• EXERCISE REQUIREMENTS: Switch "Which region contains" to "What area holds" throughout all of the records below, leaving everything else unchanged.
:: EXERCISE MATERIAL
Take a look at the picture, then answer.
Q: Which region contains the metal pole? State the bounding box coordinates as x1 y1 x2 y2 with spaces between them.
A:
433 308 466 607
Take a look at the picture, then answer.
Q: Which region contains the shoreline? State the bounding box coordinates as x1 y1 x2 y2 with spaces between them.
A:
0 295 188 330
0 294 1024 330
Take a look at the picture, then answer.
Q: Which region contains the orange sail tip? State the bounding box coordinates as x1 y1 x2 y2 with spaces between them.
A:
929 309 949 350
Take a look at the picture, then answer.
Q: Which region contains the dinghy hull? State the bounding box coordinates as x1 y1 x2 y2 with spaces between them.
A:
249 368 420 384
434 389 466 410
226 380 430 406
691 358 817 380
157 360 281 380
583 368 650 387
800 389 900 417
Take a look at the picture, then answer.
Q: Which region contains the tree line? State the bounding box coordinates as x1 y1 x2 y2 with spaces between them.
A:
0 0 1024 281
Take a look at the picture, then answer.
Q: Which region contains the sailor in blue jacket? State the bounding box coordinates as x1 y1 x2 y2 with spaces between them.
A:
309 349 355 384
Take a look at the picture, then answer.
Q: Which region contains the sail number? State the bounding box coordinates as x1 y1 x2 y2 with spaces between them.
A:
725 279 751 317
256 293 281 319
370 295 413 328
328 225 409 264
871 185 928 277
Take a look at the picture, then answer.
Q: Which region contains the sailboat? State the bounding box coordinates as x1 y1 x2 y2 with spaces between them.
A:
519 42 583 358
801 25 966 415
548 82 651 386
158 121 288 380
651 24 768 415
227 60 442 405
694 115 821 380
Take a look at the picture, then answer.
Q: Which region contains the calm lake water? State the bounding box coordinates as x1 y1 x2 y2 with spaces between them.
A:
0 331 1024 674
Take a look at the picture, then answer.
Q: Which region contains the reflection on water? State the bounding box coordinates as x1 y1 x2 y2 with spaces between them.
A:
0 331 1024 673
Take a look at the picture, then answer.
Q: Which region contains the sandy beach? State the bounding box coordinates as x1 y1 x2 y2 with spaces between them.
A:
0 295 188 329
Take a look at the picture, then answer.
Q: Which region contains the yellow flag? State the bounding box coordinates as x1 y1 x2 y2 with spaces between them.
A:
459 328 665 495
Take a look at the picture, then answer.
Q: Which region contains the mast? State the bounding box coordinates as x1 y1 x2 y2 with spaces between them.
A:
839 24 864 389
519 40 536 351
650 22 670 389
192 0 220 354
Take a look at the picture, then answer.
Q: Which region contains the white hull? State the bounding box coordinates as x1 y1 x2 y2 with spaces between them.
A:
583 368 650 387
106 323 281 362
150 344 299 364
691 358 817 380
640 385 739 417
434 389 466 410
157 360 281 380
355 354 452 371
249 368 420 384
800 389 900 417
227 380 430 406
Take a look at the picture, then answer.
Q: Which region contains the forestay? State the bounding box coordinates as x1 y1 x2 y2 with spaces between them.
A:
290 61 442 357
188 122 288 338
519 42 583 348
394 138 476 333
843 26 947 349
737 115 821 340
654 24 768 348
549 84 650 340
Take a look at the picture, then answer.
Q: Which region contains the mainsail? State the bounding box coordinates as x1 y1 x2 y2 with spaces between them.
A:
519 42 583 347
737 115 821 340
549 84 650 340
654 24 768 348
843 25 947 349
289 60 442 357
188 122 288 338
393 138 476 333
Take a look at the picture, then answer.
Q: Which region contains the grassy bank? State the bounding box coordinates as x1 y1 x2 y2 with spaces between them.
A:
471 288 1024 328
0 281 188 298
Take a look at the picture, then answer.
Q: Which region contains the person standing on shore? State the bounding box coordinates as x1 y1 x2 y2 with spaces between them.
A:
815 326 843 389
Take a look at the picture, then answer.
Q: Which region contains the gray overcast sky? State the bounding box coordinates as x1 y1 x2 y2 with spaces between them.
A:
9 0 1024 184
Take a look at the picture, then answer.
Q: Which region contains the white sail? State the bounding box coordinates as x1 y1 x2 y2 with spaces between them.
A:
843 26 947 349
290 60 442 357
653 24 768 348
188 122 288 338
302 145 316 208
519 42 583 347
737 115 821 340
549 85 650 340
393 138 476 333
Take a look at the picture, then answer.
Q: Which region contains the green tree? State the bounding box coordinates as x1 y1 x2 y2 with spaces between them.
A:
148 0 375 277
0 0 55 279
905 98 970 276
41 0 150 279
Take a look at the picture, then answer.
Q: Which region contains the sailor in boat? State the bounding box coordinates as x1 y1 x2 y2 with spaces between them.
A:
::::
• EXERCISE RESPONSE:
Take a look at the picture, then answer.
Q: What area holds the metal pole? State the bounding box coordinates as x1 y1 x2 y2 with spaces between them.
A:
433 308 466 607
Take a look at the picture, then answer.
Q: What area holds the shoreline? State the bounding box coordinates as x1 y1 x2 y2 with spaces between them.
A:
0 295 188 330
0 294 1024 330
Take a look at the picture, then answer.
Q: What area holds the orange sail tip? State the bounding box coordinates as x1 y1 x2 y2 with spaces between them.
A:
929 309 949 350
Take a look at the picture, then answer.
Q: What area holds the dinghy hull? State the bounding box coordinates as x1 y1 x2 y2 with spaces between them.
A:
249 368 420 384
434 389 466 410
226 380 430 406
691 358 817 380
157 360 281 380
583 368 650 387
800 389 900 417
Take a look at the picture, then answer.
Q: What area holds the tree line? State the bounding box coordinates as x1 y1 x2 y2 with spaces between them.
A:
0 0 1024 281
Take a look at the picture, then answer.
Q: What area holds the sailor in blue jacket? State the bounding box coordinates as x1 y1 x2 y2 with spaces between them.
A:
309 349 355 384
Take a look at the picture, then answer.
Q: What area holds the sail number? State the bounding box coordinates as x1 y1 x2 y2 with spaces between them.
A:
725 279 751 317
256 293 281 319
370 295 413 328
328 225 409 264
871 185 928 277
Take a look at the picture, then answer.
Q: What area holds the sailboat? State the bounding box coordinates as x1 y1 x2 y2 with spaces between them.
A:
519 42 583 358
801 25 966 415
548 82 651 386
158 121 288 380
651 24 768 415
227 60 442 405
694 115 821 380
Take a look at the picture, then answer.
Q: What area holds the calm lake water? State the bounding box coordinates as x1 y1 x2 y2 with spaces between them.
A:
0 331 1024 674
Take a look at the picture, then answer.
Q: What area holds the reflection on water? State the bounding box coordinates as x1 y1 x2 y2 with spaces between them.
A:
0 331 1024 673
Take a look at the picture, then answer.
Q: What area holds the sandy beach? State the bounding box coordinates as x1 y1 x2 y2 with spaces between them.
A:
0 295 188 329
Take a look at the picture, then answer.
Q: What area holds the yellow flag? State the bounding box coordinates as x1 y1 x2 y2 with spaces between them.
A:
459 328 665 495
Take a look at the picture, then answer.
Q: What area holds the mast? State the bounding box coordinates as x1 y1 x2 y2 with spaces between them.
A:
839 24 864 389
519 40 536 351
650 22 670 389
192 0 220 354
Take a look at the picture, then answer.
Q: What area holds the white hull? State the bounding box coordinates as x1 y1 x2 y2 with spaces between them.
A:
583 368 650 387
106 323 281 362
150 344 299 364
691 358 817 380
640 385 739 417
434 389 466 410
157 360 281 380
355 354 452 371
249 368 420 384
800 389 900 417
227 380 430 406
Take a look at the picture, then answer.
Q: What area holds the forestay? State the bounding box coordinates as x1 y1 x2 y2 with spaces between them.
A:
290 61 442 357
188 122 288 338
519 42 583 348
394 138 476 333
843 26 947 349
737 115 821 340
654 24 768 348
549 84 650 340
Take a look at the picture, then answer.
Q: What area holds the mainsail? State the bounding box coordinates as x1 y1 x2 y2 with spaces between them.
A:
519 42 583 347
737 115 821 340
549 84 650 340
654 24 768 348
843 25 947 349
289 60 442 357
188 122 288 338
393 138 476 333
Take a look at the picture, then answer.
Q: What area holds the grassy bank? State the bounding box coordinates as x1 y1 x2 y2 with spaces between them.
A:
471 288 1024 328
0 281 188 298
Take a look at the picture, then answer.
Q: What area holds the person standing on shore? State the bounding box coordinates as x1 y1 x2 y2 with spaces between them.
A:
815 326 843 389
Take a look at the picture, then answer.
Q: What area holds the gray overcast sky? State the bounding box coordinates as x1 y1 x2 y2 with spaces between them.
A:
9 0 1024 184
Take a look at the picture, then answer.
Q: What area holds the white sail? State the bounding box coordinates as x1 y1 x2 y2 with spaces between them.
A:
843 26 947 349
290 60 442 357
653 24 768 348
188 122 288 338
302 145 316 208
519 42 583 347
737 115 821 340
549 85 650 340
393 138 476 333
Take a look at the picture, then answer.
Q: What area holds the green tree? State the bounding box coordinates as x1 y1 x2 y2 with spaces between them.
A:
148 0 375 277
0 0 55 279
905 98 970 276
41 0 150 279
Take a look at the picture, then answer.
Q: What area holds the sailor in boat? State the bounding box coordinates as x1 y1 x2 y2 with spaces between them.
A:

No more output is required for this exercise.